Exercises to complete
**a)** In the Compose interview, which three cloud providers host Compose's clusters of hosts?
**b)** Retype a passage of the Compose interview word for word. Begin at the words "Add Compose interview" and stop after "what Compose does?".
**c)** List every web address that the Compose interview links to.

─── Reading text ───

Commit d5a4effe authored by Brian Brazil's avatar Brian Brazil Committed by GitHub

Merge pull request #556 from brian-brazil/compose

Add Compose interview
parents 2b263560 830cc405
---
title: Interview with Compose
created_at: 2016-09-21
kind: article
author_name: Brian Brazil
---
*Continuing our series of interviews with users of Prometheus, Compose talks
about their monitoring journey from Graphite and InfluxDB to Prometheus.*
## Can you tell us about yourself and what Compose does?
[Compose](https://www.compose.com/) delivers production-ready database clusters
as a service to developers around the world. An app developer can come to us
and in a few clicks have a multi-host, highly available, automatically backed
up and secure database ready in minutes. Those database deployments then
autoscale up as demand increases so a developer can spend their time on
building their great apps, not on running their database.
We have tens of clusters of hosts across at least two regions in each of AWS,
Google Cloud Platform and SoftLayer. Each cluster spans availability zones
where supported and is home to around 1000 highly-available database
deployments in their own private networks. More regions and providers are in
the works.
## What was your pre-Prometheus monitoring experience?
Before Prometheus, a number of different metrics systems were tried. The first
system we tried was [Graphite](https://graphiteapp.org/), which worked pretty
well initially, but the sheer volume of different metrics we had to store,
combined with the way Whisper files are stored and accessed on disk, quickly
overloaded our systems. While we were aware that Graphite could be scaled
horizontally relatively easily, it would have been an expensive cluster.
[InfluxDB](https://www.influxdata.com/) looked more promising so we started
trying out the early-ish versions of that and it seemed to work well for a good
while. Goodbye Graphite.
The earlier versions of InfluxDB had some issues with data corruption
occasionally. We semi-regularly had to purge all of our metrics. It wasn’t a
devastating loss for us normally, but it was irritating. The continued promises
of features that never materialised frankly wore on us.
## Why did you decide to look at Prometheus?
It seemed to combine better efficiency with simpler operations than other
options.
Pull-based metric gathering puzzled us at first, but we soon realised the
benefits. Initially it seemed like it could be far too heavyweight to scale
well in our environment where we often have several hundred containers with
their own metrics on each host, but by combining it with Telegraf, we can
arrange to have each host export metrics for all its containers (as well as its
overall resource metrics) via a single Prometheus scrape target.
## How did you transition?
We are a Chef shop so we spun up a largish instance with a big EBS volume and
then reached right for a [community chef
cookbook](https://github.com/rayrod2030/chef-prometheus) for Prometheus.
With Prometheus up on a host, we wrote a small Ruby script that uses the Chef
API to query for all our hosts, and write out a Prometheus target config file.
We use this file with a `file_sd_config` to ensure all hosts are discovered and
scraped as soon as they register with Chef. Thanks to Prometheus’ open
ecosystem, we were able to use Telegraf out of the box with a simple config to
export host-level metrics directly.

─── Records shown ───

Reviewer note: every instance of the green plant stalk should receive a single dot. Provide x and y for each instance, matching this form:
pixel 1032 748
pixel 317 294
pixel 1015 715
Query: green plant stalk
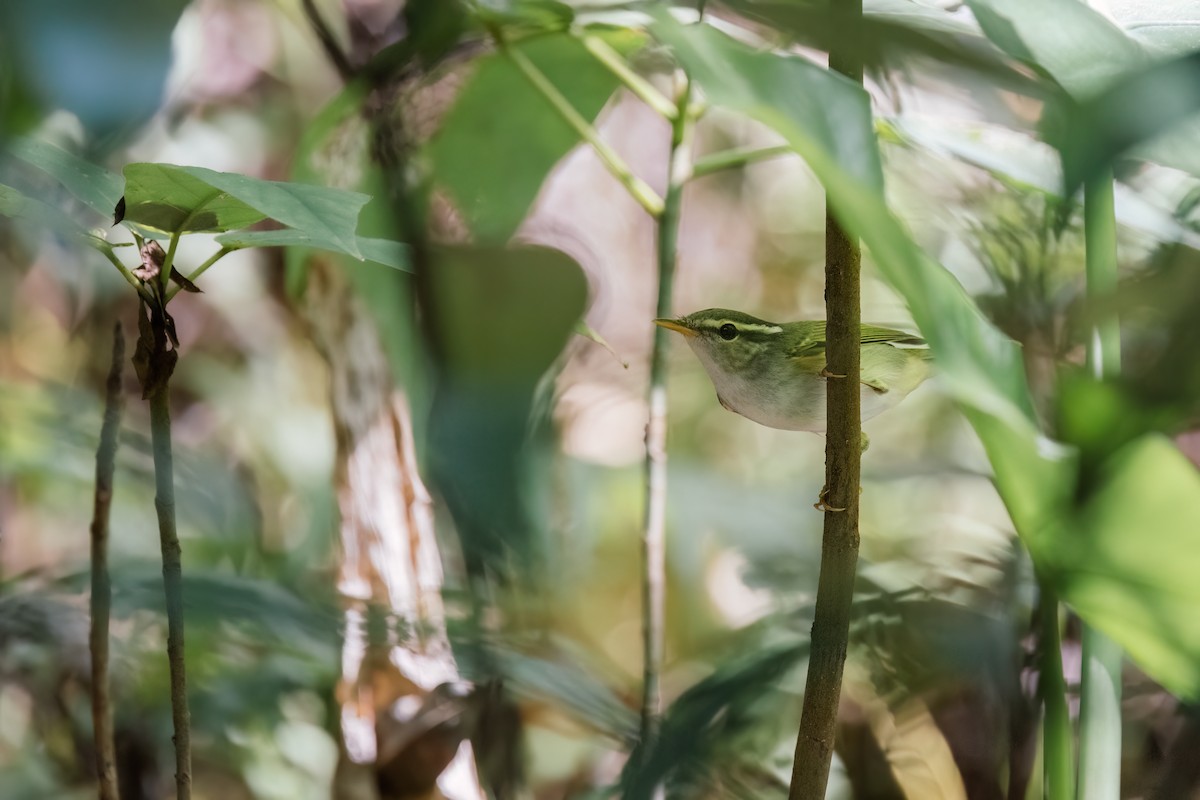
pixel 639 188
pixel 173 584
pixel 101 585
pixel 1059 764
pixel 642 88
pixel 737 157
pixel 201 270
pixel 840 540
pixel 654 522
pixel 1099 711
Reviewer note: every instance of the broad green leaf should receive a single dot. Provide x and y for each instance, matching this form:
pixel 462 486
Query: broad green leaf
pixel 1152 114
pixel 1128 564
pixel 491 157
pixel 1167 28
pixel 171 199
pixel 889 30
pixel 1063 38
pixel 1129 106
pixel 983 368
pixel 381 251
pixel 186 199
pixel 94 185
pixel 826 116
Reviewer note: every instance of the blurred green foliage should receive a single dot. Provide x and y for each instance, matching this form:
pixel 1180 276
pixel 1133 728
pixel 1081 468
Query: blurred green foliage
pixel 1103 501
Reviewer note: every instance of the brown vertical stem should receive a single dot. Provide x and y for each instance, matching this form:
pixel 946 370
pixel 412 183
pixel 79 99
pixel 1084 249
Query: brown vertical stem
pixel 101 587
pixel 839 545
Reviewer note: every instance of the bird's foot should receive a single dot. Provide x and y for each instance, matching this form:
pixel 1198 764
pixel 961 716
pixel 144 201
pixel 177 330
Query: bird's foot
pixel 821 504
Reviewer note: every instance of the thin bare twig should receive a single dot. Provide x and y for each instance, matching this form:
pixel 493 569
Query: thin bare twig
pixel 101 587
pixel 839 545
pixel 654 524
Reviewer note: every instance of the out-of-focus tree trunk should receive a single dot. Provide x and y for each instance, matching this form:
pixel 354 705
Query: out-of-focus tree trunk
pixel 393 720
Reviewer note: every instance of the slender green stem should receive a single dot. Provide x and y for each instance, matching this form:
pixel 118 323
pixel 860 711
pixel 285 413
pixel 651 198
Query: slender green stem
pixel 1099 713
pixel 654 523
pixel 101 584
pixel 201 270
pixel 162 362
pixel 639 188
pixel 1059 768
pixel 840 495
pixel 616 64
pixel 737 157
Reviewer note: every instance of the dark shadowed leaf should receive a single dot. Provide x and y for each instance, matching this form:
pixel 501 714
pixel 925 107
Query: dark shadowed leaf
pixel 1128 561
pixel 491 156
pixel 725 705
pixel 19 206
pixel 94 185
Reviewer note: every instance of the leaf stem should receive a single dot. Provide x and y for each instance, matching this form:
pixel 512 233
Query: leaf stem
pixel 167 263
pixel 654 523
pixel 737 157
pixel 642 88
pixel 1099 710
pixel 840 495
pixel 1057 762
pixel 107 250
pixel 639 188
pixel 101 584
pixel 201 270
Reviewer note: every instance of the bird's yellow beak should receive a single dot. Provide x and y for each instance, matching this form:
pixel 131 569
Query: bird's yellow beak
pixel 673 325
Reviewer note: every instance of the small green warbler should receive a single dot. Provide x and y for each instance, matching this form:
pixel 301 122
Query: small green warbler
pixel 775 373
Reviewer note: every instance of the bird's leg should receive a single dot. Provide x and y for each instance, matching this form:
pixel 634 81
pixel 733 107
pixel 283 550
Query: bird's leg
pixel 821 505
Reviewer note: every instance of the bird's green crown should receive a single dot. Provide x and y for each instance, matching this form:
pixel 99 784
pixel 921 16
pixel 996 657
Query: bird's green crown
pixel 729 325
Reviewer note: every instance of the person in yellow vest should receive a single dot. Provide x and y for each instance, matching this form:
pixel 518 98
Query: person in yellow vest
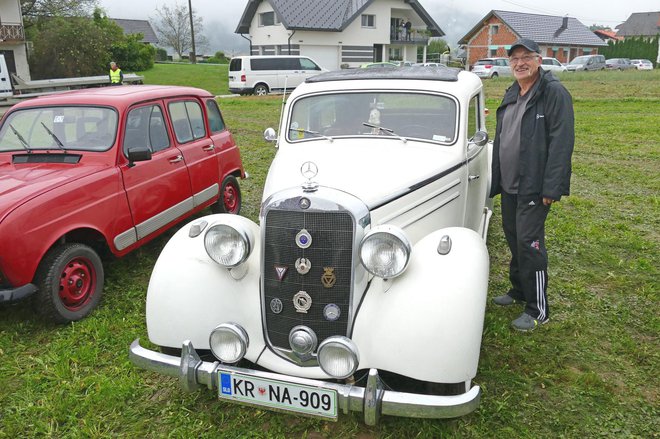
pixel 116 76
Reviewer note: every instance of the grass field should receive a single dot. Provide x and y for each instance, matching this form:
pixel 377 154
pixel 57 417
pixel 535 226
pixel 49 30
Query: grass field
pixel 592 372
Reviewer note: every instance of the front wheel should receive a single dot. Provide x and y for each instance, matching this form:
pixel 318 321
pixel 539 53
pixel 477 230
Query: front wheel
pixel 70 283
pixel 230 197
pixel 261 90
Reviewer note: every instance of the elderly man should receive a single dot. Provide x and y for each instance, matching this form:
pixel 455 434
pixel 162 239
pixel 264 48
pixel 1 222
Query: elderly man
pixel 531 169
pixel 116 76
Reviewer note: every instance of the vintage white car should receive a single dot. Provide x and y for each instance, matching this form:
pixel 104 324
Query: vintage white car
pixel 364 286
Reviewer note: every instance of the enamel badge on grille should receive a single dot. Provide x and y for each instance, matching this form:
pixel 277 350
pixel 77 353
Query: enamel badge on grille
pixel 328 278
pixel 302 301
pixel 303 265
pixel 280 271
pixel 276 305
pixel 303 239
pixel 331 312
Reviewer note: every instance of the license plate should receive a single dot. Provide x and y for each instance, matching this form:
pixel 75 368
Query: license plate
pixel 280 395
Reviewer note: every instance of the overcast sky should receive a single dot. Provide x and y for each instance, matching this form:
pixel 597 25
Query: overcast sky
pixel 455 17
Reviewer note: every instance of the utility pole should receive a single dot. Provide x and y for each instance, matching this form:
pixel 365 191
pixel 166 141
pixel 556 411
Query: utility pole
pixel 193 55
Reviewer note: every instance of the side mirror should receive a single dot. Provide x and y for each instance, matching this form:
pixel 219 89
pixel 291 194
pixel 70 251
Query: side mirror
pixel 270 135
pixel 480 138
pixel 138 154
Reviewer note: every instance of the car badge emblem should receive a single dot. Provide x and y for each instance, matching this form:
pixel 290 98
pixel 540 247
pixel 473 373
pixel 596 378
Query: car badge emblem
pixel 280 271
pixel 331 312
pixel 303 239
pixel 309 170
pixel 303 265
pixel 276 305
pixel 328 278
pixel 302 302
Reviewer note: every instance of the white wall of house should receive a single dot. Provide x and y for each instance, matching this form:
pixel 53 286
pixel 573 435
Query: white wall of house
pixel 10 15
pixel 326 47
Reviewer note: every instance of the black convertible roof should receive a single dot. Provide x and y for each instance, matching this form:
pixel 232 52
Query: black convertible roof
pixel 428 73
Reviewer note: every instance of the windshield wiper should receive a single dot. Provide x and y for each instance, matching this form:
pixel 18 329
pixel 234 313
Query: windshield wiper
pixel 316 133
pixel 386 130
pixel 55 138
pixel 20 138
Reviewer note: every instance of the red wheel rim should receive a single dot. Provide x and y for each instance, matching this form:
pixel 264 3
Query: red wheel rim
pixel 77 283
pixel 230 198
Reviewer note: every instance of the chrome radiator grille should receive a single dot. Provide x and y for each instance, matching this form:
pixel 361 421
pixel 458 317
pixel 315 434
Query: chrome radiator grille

───

The replies
**a)** AWS, Google Cloud Platform and SoftLayer.

**b)**
Add Compose interview
parents 2b263560 830cc405
---
title: Interview with Compose
created_at: 2016-09-21
kind: article
author_name: Brian Brazil
---
*Continuing our series of interviews with users of Prometheus, Compose talks
about their monitoring journey from Graphite and InfluxDB to Prometheus.*
## Can you tell us about yourself and what Compose does?

**c)**
https://www.compose.com/
https://graphiteapp.org/
https://www.influxdata.com/
https://github.com/rayrod2030/chef-prometheus